Problem to work on:
Rewrite every line of the material in the stretch from the line containing "Exercise. Mark every instance of the blurred background" through the line containing "362), (18, 40)]", and shift each coordinate in the answers by -71. Leave all other text in those lines as it is, and give nothing outside that stretch.

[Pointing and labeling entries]
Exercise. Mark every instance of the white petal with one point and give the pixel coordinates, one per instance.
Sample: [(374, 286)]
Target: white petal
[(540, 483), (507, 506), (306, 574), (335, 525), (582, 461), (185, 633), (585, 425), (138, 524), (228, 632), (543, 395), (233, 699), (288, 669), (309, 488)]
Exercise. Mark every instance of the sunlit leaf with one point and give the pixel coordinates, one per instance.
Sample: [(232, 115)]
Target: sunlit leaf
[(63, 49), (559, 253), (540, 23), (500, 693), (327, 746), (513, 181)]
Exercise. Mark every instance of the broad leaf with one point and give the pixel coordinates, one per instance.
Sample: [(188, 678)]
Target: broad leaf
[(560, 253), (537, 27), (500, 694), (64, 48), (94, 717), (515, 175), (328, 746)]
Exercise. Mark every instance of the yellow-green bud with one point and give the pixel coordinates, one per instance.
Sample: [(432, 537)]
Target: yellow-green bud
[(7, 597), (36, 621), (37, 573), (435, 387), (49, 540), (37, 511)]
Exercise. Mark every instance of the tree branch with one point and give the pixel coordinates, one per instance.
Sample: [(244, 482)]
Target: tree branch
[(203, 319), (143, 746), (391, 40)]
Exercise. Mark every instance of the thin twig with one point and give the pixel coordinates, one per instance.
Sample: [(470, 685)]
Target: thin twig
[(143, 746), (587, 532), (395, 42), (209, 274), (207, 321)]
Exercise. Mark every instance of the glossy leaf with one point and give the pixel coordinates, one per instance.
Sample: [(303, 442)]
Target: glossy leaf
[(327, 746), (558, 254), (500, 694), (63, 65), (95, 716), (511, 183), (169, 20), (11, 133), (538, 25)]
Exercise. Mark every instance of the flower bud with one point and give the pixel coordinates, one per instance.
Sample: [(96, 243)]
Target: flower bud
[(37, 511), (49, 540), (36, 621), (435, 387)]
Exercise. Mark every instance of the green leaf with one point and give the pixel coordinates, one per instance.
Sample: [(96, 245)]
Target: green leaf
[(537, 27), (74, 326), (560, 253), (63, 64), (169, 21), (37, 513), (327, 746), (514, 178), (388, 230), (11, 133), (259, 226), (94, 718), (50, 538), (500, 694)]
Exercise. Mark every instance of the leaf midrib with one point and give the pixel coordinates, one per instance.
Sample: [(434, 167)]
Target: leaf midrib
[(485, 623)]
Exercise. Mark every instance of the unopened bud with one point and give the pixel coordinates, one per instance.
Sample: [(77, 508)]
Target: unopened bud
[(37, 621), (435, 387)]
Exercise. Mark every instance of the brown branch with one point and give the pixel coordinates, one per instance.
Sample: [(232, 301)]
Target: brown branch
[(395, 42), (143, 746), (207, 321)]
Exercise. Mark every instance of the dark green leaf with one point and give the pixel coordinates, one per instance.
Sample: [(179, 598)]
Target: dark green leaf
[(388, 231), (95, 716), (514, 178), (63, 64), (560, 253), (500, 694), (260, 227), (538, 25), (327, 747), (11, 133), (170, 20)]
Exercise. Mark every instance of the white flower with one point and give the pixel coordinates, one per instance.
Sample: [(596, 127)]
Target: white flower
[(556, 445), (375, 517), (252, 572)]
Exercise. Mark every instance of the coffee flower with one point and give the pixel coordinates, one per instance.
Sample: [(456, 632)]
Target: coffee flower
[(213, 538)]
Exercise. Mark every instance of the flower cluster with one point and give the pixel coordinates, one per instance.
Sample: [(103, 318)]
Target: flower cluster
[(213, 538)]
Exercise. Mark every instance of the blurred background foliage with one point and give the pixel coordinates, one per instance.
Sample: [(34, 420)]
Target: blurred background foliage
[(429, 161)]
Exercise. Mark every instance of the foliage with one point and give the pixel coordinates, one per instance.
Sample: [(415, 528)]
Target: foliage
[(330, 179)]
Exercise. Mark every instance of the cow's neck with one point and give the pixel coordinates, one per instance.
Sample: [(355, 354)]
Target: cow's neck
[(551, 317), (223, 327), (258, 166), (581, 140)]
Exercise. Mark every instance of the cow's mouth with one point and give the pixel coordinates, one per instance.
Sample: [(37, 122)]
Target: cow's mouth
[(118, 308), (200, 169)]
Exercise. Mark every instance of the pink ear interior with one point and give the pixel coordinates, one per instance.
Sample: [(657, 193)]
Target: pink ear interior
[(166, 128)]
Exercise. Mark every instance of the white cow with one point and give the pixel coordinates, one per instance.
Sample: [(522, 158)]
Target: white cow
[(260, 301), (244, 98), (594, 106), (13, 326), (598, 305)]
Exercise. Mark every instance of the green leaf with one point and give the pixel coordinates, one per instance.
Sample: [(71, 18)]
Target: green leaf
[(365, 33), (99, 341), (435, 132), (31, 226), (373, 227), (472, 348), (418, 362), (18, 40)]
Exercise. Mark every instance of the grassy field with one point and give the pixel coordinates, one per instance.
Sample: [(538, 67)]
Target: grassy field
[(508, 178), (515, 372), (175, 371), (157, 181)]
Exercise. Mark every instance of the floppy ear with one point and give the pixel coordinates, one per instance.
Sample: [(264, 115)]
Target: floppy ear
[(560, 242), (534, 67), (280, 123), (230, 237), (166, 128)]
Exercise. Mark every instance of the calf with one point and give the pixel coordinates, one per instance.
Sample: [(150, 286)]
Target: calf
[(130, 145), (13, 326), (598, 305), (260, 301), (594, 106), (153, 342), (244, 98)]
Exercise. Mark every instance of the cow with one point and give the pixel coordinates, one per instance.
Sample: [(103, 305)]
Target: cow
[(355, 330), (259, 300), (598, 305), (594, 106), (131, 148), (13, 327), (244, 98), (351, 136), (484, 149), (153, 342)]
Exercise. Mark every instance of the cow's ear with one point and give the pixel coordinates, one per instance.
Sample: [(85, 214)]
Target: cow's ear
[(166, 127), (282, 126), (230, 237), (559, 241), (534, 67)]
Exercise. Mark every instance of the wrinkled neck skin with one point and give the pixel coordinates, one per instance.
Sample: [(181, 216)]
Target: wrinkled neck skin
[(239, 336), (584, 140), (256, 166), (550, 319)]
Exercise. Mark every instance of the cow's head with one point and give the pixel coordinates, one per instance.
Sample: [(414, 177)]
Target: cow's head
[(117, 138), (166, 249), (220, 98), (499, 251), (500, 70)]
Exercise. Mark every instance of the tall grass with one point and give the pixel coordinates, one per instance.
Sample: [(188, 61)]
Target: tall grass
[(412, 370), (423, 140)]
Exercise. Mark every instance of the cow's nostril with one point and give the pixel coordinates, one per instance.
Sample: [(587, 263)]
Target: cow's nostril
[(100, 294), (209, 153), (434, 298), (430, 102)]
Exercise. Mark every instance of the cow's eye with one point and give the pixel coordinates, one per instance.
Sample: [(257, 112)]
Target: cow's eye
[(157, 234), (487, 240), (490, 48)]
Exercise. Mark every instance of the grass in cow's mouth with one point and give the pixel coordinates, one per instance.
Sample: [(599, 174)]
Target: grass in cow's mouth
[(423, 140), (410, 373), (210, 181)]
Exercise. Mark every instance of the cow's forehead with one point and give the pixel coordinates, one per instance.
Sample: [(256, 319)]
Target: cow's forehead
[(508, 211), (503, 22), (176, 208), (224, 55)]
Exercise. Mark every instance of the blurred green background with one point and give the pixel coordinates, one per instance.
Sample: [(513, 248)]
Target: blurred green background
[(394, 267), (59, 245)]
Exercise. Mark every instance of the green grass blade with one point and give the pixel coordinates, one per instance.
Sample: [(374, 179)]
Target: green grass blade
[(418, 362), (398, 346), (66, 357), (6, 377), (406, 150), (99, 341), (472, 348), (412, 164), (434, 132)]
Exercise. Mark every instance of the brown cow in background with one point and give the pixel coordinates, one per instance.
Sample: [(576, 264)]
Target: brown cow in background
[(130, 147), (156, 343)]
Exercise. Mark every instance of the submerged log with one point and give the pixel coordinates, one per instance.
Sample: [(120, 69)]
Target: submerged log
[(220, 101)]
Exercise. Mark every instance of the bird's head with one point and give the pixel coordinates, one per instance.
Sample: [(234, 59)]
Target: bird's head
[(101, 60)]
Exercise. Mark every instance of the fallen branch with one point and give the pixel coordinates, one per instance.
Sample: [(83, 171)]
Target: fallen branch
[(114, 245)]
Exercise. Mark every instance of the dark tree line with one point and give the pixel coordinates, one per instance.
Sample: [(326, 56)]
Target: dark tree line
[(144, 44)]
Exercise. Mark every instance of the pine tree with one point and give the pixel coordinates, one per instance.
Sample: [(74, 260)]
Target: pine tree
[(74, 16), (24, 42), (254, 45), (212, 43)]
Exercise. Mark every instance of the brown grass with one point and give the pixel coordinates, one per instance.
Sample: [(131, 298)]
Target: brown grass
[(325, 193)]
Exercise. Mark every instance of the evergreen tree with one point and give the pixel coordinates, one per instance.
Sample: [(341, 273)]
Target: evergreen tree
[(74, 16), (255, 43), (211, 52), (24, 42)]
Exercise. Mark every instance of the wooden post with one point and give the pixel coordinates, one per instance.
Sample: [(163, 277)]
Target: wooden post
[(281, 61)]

Response to this task:
Exercise. Mark every instance of the blurred background foliage with one point and give the pixel coordinates, one per instance.
Sample: [(34, 420)]
Target: blurred background foliage
[(358, 90)]
Exercise. Mark every instance of the foliage with one point and give the pixel coordinates, one per instance.
Sample: [(415, 528)]
Target: foliage
[(259, 108)]
Exercise. Mark every instance of the cow's neck with one point and give the pixel coordinates, one per instance.
Sample: [(355, 354)]
Target: cow's neck
[(480, 246), (152, 256), (187, 95), (510, 69)]
Exercise. Mark every instance of the cow's mouth with one point and give the pixel coordinates, one per instance.
Sample: [(37, 122)]
Target: cow's mouth
[(47, 237), (129, 98)]
Exercise. Mark every instance of the pink ear interior with one point and give the pixel coordinates, one per instance.
Sample: [(657, 193)]
Target: pink ear interior
[(95, 57)]
Exercise. Mark every instance of the white cow with one point and give the pixel coordinates, one per instance.
Sample: [(522, 158)]
Target: white cow
[(189, 230), (173, 27), (523, 35), (-58, 255), (527, 234)]
Exercise. Mark every instance of the green leaf with one point and give the pixel coordinates, one per instance.
Sample: [(71, 18)]
Target: green leaf
[(294, -38), (28, 270), (364, 61), (-40, 155), (302, 156), (401, 277), (347, 291), (-53, -31)]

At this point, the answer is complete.